(やること): 日本ウマ科学会学術集会での最優秀発表賞受賞を伝える本文を、最後の文の続きから書き進めること。

(本文):
+--

11月25日(月),26日(火)に東京都墨田区にて開催された日本ウマ科学会第32回学術集会において,大学院畜産学研究科博士前期課程畜産科学専攻家畜生産科学コース1年の矢野琳太郎さんが,最優秀発表賞を受賞しました。
日本ウマ科学会は,獣医学や畜産学に限らず,ウマに関する人文科学や芸術なども取り込み,現場のニーズに対応した学術や技術の向上と普及を促進するという趣旨の下に設立された学会です。
今回の学術集会では,研究者,実務者,学生など300 人以上が参加し,50題の口頭発表が行われました。講演要旨の事前審査を経て選考された5名の優秀発表賞候補の中から,学術集会にて矢野さんが発表した「飼料設計の差異が重種馬の消化管内環境に与える影響」が最優秀発表賞に選ばれました。

+--

(データ行):
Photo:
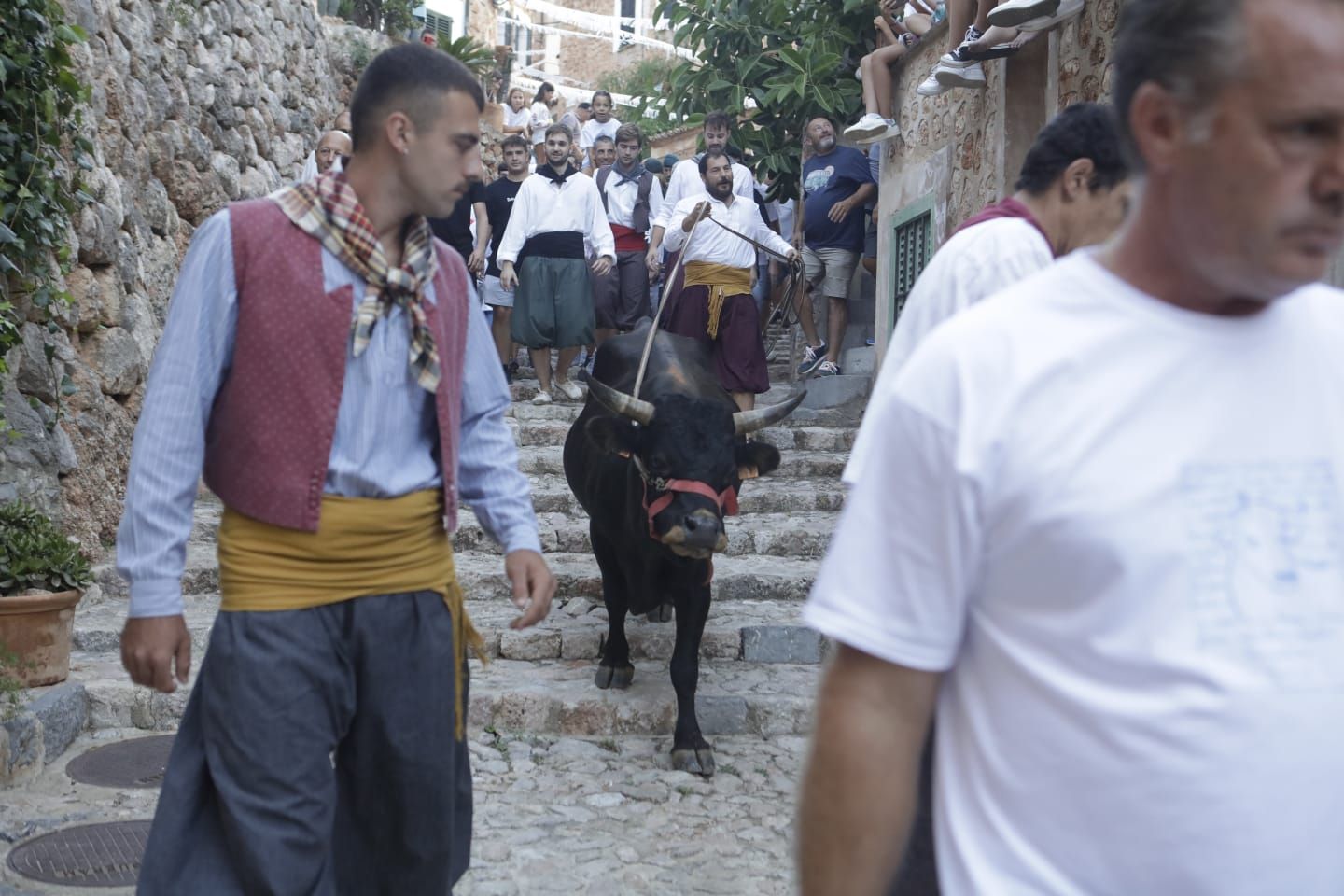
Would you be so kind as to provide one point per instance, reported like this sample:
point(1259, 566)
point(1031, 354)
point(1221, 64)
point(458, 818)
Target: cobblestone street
point(574, 788)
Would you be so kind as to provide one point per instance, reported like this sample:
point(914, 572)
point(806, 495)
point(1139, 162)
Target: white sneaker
point(1068, 9)
point(959, 74)
point(570, 388)
point(868, 127)
point(931, 86)
point(889, 131)
point(1011, 14)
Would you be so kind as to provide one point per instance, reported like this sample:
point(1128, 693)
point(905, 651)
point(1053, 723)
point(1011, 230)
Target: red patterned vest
point(269, 437)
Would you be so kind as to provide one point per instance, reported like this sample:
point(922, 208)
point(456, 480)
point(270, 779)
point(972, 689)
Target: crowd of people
point(1089, 566)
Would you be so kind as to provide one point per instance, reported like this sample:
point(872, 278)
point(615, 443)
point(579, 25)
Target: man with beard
point(836, 183)
point(323, 749)
point(602, 124)
point(1099, 523)
point(717, 306)
point(632, 198)
point(556, 219)
point(686, 182)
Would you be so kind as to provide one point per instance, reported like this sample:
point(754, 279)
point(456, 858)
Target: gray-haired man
point(1106, 538)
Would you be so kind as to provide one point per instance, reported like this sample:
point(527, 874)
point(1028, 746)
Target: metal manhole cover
point(105, 855)
point(129, 763)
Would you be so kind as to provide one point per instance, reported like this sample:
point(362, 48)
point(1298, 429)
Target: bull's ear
point(756, 458)
point(611, 434)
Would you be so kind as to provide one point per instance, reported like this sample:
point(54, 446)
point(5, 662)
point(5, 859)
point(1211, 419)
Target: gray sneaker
point(812, 357)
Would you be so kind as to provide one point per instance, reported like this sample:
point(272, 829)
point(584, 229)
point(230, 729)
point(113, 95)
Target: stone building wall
point(962, 149)
point(194, 104)
point(589, 60)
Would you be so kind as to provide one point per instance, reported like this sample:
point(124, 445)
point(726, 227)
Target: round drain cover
point(128, 763)
point(104, 855)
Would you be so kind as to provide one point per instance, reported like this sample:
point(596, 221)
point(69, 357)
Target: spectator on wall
point(895, 38)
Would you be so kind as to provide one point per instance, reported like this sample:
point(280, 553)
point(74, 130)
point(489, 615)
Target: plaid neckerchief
point(329, 210)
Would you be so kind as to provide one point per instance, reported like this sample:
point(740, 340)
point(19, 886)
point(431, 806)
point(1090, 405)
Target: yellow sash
point(362, 547)
point(723, 281)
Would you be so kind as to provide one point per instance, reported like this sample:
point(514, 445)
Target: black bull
point(655, 477)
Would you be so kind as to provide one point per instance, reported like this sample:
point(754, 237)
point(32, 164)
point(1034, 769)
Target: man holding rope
point(715, 305)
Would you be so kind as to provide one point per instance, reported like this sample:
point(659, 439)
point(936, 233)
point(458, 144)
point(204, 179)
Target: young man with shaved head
point(1099, 523)
point(323, 746)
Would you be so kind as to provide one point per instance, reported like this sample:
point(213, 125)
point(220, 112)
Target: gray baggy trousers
point(254, 804)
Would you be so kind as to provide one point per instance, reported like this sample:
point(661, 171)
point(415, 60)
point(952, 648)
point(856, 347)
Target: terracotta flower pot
point(36, 629)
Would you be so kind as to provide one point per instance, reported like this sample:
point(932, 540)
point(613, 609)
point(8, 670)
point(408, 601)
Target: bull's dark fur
point(691, 437)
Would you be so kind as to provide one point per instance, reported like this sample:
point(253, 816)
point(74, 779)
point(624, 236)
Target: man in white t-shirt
point(1072, 191)
point(602, 124)
point(1106, 531)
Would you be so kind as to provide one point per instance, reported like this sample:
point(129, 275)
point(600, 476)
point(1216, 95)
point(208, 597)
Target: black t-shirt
point(455, 230)
point(498, 205)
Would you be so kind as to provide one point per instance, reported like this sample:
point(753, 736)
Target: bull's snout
point(698, 535)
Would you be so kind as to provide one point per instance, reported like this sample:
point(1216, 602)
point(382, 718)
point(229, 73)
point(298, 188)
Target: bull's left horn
point(746, 422)
point(617, 402)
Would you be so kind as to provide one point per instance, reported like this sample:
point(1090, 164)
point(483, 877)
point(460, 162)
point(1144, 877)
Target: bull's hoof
point(662, 613)
point(698, 762)
point(619, 678)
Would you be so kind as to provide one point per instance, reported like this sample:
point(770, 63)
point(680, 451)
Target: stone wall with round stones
point(194, 104)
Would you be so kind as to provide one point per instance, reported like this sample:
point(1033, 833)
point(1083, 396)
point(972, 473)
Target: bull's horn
point(636, 409)
point(746, 422)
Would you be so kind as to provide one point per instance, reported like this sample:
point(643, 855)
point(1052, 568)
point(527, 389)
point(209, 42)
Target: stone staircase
point(573, 785)
point(760, 664)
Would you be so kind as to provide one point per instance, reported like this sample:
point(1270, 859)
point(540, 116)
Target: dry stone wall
point(194, 104)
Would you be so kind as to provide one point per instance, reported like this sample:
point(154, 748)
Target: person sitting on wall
point(895, 36)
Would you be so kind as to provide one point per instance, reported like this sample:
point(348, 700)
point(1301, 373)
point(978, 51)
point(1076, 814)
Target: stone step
point(761, 632)
point(809, 438)
point(781, 535)
point(547, 696)
point(567, 412)
point(552, 495)
point(539, 461)
point(558, 697)
point(482, 577)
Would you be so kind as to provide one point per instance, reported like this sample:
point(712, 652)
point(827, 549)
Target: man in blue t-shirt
point(836, 183)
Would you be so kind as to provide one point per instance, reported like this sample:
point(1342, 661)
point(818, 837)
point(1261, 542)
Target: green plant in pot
point(42, 578)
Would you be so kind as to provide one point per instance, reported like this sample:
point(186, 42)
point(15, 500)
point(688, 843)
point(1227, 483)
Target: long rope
point(663, 301)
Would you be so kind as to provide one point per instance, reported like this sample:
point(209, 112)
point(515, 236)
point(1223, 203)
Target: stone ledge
point(42, 731)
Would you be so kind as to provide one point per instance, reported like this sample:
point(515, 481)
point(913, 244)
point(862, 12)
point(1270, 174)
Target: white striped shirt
point(386, 441)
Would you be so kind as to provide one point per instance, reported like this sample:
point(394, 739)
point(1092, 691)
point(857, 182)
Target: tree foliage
point(794, 60)
point(40, 103)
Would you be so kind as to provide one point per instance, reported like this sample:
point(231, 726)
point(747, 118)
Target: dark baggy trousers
point(254, 804)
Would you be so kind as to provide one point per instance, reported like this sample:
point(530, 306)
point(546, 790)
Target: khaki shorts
point(831, 269)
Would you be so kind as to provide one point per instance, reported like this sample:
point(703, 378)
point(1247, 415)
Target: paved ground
point(554, 816)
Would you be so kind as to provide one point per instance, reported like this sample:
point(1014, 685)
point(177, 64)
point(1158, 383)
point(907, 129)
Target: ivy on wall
point(40, 100)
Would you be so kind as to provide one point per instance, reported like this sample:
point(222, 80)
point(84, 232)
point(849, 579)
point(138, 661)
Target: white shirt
point(540, 121)
point(543, 205)
point(622, 198)
point(686, 182)
point(715, 245)
point(1118, 528)
point(971, 266)
point(519, 119)
point(593, 129)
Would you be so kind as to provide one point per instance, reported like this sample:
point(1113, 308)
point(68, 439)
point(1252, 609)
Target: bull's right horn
point(760, 418)
point(617, 402)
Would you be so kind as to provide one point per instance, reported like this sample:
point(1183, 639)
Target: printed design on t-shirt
point(819, 179)
point(1267, 568)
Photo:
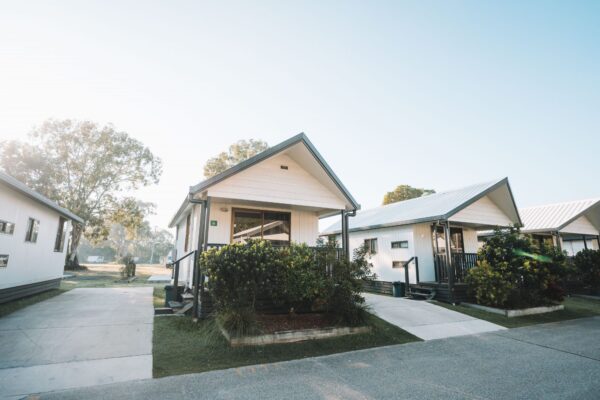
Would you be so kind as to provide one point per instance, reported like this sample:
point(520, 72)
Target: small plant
point(587, 266)
point(238, 321)
point(515, 271)
point(128, 269)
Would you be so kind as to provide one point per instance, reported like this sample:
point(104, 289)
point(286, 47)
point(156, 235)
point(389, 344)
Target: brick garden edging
point(293, 336)
point(516, 313)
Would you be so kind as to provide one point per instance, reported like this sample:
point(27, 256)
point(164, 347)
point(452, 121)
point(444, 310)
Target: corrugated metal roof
point(433, 207)
point(20, 187)
point(301, 137)
point(553, 217)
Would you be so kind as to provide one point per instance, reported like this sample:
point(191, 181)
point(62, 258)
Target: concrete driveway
point(546, 362)
point(425, 320)
point(83, 337)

+--

(回答):
ばん馬に代表される重種馬は,サラブレッドなどの軽種馬と比較して2倍近くもの体重を有する特徴的な馬であるにも関わらず,その適切な飼養管理方法や飼料設計の情報は乏しく,管理者各々が経験に基づいた飼養管理を行っている現状にあります。ウマは本来,下部消化管(大腸)内に共存する微生物の働きにより摂取した植物繊維を分解する栄養生理を持ちますが,高いパフォーマンスを期待してエネルギー価の高い穀物飼料を多給した場合,下部消化管内に共存する微生物のバランス異常,ひいては疝痛や食餌性蹄葉炎などの消化器由来の疾病を引き起こす可能性が指摘されています。しかし,重種馬では給与飼料と消化管内細菌叢の関係を調査した例は無く,現行の管理方法が適切かどうか十分に検討されていませんでした。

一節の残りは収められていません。